#### Page
The University of Aberdeen said on Thursday
it would return a Benin Bronze to Nigeria
within weeks, one of the first public
institutions to do so more than a century
after Britain looted the sculptures and
auctioned them to Western museums and
collectors.
The university said the sculpture of an Oba,
or ruler, of the Kingdom of Benin, had left
Nigeria in an “extremely immoral” fashion,
leading it to reach out to authorities in 2019
to negotiate its return.
Pressure has mounted to return to their
places of origin the Benin Bronzes – actually
copper alloy relief sculptures – and other
artefacts taken by colonial powers.
Neil Curtis, Aberdeen’s head of museums
and special collections, said the Bronze,
purchased in 1957, had been “blatantly
looted.”
“It became clear we had to do something,”
Curtis said.
Professor Abba Isa Tijani, director general of
Nigeria’s National Commission for Museums
and Monuments, said the importance of
displaying the Bronze inside Nigeria for the
first time in more than 120 years was
inexpressible.

#### Listed records
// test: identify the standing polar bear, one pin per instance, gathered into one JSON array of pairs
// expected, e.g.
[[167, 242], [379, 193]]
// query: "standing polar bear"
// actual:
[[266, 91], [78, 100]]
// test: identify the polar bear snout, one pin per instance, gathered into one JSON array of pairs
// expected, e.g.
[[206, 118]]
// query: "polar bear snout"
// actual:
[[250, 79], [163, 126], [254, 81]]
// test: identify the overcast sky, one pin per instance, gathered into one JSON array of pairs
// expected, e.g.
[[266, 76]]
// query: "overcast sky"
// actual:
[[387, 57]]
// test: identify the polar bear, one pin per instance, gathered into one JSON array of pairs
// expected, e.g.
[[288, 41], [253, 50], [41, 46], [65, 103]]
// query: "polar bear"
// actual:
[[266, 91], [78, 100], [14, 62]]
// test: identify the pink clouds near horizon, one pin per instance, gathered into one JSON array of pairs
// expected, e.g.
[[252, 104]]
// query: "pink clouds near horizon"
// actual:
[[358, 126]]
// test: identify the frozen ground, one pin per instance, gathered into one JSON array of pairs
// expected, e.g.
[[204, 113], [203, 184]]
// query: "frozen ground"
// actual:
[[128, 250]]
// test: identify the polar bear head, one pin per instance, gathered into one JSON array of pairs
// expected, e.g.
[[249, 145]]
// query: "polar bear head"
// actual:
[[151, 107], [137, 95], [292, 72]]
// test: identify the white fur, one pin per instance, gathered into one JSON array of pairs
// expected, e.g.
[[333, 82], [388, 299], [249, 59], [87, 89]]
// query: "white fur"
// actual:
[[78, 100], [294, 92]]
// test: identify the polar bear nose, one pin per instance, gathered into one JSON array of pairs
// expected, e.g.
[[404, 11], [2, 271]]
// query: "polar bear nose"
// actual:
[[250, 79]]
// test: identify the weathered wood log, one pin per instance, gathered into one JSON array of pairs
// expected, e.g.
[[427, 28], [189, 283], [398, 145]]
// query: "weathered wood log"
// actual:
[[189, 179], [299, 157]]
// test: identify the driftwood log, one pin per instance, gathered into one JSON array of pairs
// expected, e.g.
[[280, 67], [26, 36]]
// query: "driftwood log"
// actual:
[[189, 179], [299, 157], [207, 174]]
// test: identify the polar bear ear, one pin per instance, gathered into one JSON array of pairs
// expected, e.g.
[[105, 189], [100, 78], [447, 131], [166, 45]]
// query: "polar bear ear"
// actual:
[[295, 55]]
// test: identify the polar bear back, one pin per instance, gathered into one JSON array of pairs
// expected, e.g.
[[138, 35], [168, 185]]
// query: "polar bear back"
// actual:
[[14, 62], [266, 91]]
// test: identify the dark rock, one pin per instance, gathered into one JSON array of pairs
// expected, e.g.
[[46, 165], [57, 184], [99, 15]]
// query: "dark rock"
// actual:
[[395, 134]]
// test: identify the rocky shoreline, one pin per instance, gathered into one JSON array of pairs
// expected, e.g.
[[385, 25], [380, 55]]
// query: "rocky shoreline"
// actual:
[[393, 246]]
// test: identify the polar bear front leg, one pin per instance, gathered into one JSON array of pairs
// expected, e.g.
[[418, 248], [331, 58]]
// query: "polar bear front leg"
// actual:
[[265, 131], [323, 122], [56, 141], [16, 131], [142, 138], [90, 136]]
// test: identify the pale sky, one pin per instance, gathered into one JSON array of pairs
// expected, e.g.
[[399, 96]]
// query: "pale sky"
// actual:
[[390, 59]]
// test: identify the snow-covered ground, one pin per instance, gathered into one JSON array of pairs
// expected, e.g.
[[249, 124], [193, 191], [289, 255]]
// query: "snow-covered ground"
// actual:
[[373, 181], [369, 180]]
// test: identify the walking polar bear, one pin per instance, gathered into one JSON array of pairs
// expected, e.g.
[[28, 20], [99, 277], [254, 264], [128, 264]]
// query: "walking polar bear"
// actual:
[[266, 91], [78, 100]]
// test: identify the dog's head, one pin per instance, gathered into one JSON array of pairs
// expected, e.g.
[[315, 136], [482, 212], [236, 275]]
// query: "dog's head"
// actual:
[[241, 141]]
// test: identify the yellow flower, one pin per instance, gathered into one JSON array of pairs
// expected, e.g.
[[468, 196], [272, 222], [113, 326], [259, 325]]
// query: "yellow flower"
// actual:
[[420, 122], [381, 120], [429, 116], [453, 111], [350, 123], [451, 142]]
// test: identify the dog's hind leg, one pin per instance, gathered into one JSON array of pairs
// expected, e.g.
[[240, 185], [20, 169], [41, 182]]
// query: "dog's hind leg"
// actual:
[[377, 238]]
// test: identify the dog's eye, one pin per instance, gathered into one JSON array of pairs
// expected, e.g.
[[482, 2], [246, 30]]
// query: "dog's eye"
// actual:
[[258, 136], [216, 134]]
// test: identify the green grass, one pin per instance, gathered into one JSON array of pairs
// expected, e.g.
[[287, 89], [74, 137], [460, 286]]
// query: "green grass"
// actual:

#### Challenges
1. According to the Benin Bronze article, in what year was the sculpture purchased?
2. Using the Benin Bronze article, explain why the University of Aberdeen contacted authorities in 2019.
The material after the Benin Bronze article is unrelated to it.

#### Outputs
1. It was purchased in 1957.

2. The university said the sculpture of an Oba had left Nigeria in an "extremely immoral" fashion. That led it to reach out to authorities in 2019 to negotiate the sculpture's return.